» **TASK STATEMENT**:
Which lines of the records contain the word "hillside"? Copy each one.

══════════

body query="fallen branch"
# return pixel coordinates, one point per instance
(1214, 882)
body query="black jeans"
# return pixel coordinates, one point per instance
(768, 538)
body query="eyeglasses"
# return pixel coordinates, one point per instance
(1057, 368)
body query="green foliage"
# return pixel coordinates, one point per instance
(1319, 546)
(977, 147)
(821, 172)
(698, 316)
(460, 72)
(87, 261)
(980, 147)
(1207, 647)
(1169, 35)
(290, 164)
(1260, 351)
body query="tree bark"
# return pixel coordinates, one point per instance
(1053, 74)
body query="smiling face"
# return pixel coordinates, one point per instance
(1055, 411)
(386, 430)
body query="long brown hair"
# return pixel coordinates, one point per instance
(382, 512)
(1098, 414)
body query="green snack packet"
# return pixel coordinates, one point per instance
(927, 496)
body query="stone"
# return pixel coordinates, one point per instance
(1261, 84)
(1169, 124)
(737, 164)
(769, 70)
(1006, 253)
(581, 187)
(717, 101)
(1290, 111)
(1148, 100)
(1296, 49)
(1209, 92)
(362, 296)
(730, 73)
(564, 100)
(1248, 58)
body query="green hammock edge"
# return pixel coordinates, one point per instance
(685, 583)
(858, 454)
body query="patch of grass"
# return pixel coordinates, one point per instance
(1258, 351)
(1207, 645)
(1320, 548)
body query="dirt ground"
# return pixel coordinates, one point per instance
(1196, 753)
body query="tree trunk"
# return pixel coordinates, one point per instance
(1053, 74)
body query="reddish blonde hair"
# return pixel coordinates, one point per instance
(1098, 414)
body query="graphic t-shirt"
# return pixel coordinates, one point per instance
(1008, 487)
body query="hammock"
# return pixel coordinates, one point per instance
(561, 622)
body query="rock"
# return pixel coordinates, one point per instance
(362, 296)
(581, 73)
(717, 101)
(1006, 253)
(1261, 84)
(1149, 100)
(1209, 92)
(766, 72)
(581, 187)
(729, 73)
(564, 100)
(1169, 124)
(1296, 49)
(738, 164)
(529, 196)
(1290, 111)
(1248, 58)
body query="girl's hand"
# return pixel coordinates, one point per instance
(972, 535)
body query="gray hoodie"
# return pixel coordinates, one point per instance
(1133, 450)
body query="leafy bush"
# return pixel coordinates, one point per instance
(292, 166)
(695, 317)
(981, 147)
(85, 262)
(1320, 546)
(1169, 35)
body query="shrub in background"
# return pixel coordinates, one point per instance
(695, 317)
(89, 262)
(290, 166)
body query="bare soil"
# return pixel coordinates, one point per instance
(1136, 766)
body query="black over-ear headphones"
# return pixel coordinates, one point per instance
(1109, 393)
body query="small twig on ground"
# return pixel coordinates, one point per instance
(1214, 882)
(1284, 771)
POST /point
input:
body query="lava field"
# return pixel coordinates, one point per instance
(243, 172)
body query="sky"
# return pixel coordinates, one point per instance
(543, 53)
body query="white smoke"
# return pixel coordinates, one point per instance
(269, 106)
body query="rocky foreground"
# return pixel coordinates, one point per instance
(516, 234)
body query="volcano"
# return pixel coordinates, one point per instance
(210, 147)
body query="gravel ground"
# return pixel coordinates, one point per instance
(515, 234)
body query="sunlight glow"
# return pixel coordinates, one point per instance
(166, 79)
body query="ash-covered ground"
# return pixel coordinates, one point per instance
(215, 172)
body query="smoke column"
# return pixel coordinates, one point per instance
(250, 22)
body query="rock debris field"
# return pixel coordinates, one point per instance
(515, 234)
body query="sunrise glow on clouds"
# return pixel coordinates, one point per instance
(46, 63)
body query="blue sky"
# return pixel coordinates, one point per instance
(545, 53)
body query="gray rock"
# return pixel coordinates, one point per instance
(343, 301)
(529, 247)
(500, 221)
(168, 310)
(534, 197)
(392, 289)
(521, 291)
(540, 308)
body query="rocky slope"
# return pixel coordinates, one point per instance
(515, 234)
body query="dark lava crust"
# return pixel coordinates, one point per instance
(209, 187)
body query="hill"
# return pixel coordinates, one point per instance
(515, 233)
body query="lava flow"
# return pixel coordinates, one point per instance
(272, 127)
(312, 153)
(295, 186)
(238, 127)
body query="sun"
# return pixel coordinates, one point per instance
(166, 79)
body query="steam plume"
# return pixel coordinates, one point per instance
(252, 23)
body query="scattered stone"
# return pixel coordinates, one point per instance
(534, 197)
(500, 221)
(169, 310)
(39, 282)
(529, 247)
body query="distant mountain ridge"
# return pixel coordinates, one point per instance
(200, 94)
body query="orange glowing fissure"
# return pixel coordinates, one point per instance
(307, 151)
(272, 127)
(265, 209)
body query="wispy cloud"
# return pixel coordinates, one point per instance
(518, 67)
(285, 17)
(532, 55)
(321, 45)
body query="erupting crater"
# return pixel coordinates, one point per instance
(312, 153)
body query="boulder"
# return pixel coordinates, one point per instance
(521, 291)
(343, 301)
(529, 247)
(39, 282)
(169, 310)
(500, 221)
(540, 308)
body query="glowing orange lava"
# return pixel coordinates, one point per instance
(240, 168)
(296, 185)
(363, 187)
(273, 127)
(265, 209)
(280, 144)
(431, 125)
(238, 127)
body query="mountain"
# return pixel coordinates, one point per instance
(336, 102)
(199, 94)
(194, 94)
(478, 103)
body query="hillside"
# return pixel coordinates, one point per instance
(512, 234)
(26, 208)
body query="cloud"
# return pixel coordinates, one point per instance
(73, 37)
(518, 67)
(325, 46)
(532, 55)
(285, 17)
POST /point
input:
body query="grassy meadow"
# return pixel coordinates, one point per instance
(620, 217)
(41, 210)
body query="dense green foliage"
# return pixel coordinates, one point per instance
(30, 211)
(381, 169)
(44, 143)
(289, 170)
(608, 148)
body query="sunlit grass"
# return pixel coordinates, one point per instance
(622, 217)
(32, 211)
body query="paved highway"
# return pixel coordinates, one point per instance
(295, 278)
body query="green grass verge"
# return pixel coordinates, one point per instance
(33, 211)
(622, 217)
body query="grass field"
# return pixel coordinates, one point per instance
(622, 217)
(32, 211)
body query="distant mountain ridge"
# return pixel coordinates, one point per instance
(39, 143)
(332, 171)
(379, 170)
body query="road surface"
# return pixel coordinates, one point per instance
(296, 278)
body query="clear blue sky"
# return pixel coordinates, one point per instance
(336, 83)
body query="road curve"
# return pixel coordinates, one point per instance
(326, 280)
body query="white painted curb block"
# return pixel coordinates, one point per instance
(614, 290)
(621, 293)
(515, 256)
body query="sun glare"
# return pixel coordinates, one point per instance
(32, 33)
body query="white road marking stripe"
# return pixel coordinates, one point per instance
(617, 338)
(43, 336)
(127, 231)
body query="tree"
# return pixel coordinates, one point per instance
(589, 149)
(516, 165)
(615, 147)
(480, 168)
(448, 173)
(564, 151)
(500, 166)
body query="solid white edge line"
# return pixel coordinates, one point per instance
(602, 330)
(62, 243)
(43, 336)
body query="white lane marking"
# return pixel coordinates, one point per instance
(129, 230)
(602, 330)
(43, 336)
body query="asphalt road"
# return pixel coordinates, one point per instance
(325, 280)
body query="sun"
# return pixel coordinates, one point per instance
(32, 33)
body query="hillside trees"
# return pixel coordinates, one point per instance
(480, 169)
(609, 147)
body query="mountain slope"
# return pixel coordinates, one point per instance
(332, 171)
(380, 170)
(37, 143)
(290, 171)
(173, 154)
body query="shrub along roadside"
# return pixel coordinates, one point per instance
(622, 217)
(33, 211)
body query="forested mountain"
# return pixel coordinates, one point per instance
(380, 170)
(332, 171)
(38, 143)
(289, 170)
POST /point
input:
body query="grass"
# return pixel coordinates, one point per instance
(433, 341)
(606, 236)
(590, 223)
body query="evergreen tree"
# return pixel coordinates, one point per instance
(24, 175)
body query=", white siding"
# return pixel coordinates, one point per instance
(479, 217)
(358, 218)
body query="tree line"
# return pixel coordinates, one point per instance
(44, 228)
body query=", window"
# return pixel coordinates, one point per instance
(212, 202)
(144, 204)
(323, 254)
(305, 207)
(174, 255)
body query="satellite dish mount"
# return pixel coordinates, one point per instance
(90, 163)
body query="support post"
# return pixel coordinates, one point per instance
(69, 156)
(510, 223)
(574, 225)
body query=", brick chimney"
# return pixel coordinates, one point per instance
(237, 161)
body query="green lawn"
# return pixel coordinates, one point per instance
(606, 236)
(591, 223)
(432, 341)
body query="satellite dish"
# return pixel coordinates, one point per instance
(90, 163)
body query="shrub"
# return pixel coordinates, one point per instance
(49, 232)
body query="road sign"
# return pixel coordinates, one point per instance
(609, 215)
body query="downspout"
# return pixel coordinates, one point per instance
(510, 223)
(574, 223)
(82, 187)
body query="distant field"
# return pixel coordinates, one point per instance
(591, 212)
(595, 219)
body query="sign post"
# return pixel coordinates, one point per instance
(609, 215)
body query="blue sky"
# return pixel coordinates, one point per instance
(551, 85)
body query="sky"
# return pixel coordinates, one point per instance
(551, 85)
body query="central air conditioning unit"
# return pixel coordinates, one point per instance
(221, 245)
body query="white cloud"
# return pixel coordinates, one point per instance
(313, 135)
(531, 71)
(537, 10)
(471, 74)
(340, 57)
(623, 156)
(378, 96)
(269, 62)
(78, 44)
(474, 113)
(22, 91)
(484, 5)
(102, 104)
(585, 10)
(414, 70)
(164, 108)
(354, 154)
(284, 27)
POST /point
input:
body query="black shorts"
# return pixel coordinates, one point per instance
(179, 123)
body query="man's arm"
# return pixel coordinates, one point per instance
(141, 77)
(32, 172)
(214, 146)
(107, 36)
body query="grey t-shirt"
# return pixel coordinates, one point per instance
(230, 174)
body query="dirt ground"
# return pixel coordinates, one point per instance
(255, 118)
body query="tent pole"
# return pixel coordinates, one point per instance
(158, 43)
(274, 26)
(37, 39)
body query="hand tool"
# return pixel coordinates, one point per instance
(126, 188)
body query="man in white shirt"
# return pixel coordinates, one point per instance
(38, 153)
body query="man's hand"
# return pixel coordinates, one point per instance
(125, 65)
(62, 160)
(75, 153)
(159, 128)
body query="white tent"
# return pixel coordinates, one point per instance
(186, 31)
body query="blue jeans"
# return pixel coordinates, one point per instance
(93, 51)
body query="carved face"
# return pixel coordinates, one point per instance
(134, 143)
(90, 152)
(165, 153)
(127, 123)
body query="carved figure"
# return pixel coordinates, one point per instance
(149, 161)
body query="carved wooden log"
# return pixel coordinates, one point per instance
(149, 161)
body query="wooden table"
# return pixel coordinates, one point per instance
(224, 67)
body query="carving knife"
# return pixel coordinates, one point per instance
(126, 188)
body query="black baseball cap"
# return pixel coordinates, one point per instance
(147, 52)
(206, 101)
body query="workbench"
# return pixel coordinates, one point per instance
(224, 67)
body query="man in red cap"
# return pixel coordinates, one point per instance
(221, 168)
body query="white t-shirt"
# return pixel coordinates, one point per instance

══════════

» **ANSWER BOX**:
body query="hillside"
body query="hillside trees"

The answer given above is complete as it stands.